Article.

::::

Track Me Down
Using Kinect for Human Body Orientation and Pose Detections
Python Excel data analysis motion tracking sensor dataGoal
Human body recognition is a core part of interactive applications. A robotic navigation architecture was proposed to allows the robot to navigate in a complex domestic environment without collision [paper]. The authors also proposed an expression of privacy space, a formula incorporating several variables: the distance from the user, the angle of which the user is facing to (i.e., orientation), and the body pose (e.g., sitting down, standing up) of the user. In the paper, these variables were presumed valid and given externally - which are the missing pieces the current research project aims to fill in.
To understand human actions, most research focus on building a prediction model based on modern machine learning approach. While the approach seems promising, they were mostly utilizing the SVM classifier to achieve their goals. Before one can train the SVM classifier, one first needs to obtain an adequate set of training data, define the cues that can reliably extract to and represent the dissimilar characteristics between categories. Usually thousands of images are invloved, which makes this approach very time-/effort-consuming.
In this project, we aim at finding effective measures to address both challenges, human body orientation recognition and posture detection, by making use of position data from Kinect.
Research questions
- Can Kinect effectively detect human body orientation and posture?

::::

Material supplied.
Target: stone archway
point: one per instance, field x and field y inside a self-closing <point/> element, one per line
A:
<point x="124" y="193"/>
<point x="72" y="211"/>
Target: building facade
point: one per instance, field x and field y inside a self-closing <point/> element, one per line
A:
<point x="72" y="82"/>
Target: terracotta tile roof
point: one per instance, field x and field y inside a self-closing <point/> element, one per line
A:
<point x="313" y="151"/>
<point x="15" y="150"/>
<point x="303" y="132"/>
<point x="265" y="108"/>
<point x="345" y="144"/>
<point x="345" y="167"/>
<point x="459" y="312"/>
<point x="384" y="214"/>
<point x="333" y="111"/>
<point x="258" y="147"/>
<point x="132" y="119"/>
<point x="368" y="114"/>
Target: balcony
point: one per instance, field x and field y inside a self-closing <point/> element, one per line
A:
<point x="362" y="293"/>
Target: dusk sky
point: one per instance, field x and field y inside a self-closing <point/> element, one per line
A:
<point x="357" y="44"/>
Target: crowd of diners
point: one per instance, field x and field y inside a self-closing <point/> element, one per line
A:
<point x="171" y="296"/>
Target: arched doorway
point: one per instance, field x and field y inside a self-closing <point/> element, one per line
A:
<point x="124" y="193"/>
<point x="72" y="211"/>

::::

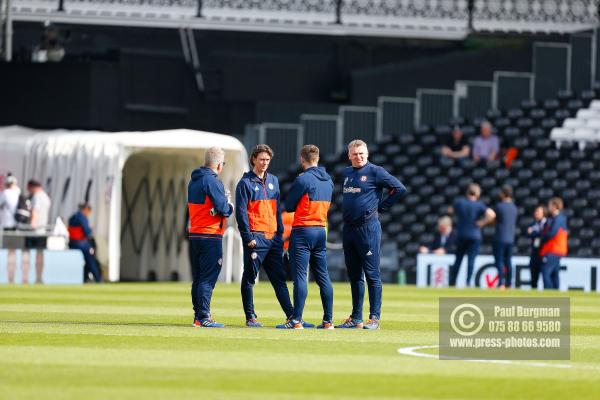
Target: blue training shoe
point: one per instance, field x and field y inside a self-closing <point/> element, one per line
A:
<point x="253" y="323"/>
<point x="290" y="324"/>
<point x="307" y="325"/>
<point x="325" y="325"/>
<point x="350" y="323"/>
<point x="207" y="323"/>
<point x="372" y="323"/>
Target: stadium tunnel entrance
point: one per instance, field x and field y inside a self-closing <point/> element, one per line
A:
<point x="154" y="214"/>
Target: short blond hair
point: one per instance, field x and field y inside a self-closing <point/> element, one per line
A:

::::

Task instructions.
Answer these from the Kinect project page:
1. Which classifier did most of the machine learning approaches use?
2. What three variables go into the expression of privacy space?
3. What kind of data from Kinect does the project use?

Written response.
1. The SVM classifier.
2. The distance from the user, the angle the user is facing (orientation), and the user's body pose.
3. Position data.